Which rows below contain the string "floor", matching case exactly? Pick out each one and copy the whole row.
[BEGIN]
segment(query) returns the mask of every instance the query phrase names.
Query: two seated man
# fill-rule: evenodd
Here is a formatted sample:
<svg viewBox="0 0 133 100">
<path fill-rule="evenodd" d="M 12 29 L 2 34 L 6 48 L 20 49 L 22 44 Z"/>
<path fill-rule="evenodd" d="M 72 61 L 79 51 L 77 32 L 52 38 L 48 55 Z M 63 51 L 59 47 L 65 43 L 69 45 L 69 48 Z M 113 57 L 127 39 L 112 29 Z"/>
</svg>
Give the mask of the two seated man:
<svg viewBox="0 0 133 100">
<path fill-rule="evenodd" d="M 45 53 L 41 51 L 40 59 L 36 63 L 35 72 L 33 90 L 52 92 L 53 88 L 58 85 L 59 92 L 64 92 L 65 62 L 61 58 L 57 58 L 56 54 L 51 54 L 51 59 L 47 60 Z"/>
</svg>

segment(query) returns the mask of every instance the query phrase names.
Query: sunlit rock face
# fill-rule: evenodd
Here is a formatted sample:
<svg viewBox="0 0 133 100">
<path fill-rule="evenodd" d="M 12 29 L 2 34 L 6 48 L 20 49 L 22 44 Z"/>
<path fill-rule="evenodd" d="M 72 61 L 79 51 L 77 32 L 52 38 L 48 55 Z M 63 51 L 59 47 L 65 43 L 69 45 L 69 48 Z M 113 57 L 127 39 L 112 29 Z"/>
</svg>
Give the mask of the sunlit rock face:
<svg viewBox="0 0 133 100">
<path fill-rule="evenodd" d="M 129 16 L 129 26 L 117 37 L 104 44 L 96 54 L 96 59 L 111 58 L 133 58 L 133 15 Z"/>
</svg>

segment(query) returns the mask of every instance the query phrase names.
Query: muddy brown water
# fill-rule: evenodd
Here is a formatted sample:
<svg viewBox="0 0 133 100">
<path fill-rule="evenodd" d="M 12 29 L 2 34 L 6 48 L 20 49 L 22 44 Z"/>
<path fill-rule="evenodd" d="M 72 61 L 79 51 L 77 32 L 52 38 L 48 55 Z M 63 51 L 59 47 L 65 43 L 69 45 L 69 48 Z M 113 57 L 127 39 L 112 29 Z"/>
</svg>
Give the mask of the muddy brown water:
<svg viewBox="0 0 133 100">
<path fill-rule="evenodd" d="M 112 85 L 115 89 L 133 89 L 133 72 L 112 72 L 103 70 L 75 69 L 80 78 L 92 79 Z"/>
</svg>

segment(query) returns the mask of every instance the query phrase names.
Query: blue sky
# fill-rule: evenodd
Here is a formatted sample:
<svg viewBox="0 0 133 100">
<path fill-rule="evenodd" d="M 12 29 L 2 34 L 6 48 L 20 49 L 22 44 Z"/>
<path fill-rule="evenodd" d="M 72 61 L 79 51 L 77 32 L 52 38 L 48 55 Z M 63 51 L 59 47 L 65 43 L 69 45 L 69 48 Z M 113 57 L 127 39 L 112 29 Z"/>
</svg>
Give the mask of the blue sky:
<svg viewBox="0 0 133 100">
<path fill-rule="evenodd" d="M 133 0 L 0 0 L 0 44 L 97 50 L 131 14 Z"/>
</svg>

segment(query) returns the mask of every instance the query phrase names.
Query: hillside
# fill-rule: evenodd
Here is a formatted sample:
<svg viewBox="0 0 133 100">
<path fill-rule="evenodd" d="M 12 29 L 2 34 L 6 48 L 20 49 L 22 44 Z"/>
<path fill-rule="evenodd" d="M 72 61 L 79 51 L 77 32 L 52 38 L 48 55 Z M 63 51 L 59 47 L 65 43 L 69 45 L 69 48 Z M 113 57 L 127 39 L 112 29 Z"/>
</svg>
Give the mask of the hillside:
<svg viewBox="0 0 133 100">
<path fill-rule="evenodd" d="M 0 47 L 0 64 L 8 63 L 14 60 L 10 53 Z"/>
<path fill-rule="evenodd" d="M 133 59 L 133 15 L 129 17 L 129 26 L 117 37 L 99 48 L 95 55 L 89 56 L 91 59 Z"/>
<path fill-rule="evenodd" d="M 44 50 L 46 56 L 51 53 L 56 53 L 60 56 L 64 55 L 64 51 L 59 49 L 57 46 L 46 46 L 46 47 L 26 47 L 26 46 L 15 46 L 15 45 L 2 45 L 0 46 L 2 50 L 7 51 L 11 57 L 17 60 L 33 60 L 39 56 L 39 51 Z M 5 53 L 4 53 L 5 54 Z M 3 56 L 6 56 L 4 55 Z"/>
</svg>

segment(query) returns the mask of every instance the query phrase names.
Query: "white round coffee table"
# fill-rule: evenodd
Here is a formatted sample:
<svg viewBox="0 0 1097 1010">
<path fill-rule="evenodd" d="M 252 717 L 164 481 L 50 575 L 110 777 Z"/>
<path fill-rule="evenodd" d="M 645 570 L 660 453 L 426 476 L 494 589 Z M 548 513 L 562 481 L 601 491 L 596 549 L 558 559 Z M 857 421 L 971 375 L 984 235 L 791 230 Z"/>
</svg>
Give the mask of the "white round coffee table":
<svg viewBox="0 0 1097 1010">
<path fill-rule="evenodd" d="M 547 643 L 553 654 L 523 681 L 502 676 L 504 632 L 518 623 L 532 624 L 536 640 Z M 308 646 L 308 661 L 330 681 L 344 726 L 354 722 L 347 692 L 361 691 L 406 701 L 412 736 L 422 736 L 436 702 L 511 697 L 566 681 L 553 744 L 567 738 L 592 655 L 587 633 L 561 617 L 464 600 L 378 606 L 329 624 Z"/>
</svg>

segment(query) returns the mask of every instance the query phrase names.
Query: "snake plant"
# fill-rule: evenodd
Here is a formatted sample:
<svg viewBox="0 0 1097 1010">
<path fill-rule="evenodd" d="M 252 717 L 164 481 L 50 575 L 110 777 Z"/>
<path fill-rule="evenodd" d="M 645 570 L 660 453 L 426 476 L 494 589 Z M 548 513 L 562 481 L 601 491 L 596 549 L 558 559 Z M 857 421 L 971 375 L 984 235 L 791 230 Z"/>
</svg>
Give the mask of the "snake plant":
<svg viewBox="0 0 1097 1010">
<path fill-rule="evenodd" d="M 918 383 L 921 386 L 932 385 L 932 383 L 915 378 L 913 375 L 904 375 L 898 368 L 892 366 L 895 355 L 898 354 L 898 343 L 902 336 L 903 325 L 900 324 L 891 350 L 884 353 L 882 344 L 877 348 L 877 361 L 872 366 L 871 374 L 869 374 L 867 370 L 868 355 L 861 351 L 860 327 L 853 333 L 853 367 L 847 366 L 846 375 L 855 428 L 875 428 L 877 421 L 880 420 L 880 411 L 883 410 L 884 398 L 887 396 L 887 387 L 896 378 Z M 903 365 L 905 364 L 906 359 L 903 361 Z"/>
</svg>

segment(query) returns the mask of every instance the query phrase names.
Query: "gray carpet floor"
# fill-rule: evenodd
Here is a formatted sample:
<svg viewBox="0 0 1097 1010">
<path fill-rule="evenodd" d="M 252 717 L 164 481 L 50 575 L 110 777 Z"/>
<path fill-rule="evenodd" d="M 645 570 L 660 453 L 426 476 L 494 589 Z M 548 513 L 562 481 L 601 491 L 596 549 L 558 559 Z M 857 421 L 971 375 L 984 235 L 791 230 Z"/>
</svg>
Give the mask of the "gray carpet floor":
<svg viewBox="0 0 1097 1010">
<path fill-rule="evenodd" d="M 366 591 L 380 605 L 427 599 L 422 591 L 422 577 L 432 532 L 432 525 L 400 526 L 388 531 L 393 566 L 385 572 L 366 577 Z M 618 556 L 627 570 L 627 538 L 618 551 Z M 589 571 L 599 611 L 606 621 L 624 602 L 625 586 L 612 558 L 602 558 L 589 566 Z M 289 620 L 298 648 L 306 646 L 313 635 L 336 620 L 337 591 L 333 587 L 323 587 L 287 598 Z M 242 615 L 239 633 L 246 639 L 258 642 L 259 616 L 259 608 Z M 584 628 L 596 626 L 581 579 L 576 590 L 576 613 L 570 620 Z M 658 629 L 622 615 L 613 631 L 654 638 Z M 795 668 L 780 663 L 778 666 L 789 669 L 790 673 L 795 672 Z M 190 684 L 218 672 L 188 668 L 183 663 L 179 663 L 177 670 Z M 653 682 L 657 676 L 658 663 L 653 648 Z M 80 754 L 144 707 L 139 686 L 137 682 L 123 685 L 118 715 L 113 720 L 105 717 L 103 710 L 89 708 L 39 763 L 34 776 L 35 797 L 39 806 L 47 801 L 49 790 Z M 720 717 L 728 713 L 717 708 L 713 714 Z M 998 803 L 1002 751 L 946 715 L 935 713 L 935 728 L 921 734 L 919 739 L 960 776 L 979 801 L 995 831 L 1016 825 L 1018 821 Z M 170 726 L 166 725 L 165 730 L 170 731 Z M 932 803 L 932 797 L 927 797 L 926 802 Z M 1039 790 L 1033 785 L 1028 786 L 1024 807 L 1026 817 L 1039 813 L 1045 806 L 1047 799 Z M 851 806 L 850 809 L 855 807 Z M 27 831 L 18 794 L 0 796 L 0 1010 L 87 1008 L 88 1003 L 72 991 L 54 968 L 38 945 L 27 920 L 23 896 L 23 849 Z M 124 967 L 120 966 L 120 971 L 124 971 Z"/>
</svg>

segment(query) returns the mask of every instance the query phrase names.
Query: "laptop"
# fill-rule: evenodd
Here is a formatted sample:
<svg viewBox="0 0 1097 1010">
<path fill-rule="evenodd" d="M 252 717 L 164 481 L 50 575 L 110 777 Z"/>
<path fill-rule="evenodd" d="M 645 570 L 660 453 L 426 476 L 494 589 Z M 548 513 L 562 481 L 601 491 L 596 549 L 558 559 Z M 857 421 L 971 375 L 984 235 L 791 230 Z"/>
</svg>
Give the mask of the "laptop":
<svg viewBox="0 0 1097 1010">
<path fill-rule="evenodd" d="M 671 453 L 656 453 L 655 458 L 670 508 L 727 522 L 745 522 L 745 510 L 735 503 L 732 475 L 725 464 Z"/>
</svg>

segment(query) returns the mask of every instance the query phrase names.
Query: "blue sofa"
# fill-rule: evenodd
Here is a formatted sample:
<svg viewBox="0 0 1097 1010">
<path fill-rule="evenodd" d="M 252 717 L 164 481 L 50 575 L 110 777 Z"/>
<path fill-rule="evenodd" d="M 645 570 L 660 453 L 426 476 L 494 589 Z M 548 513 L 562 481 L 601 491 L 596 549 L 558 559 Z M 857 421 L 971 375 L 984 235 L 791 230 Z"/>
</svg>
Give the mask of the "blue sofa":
[END]
**Answer to the task:**
Query: "gray carpet floor"
Give the mask of the "gray carpet floor":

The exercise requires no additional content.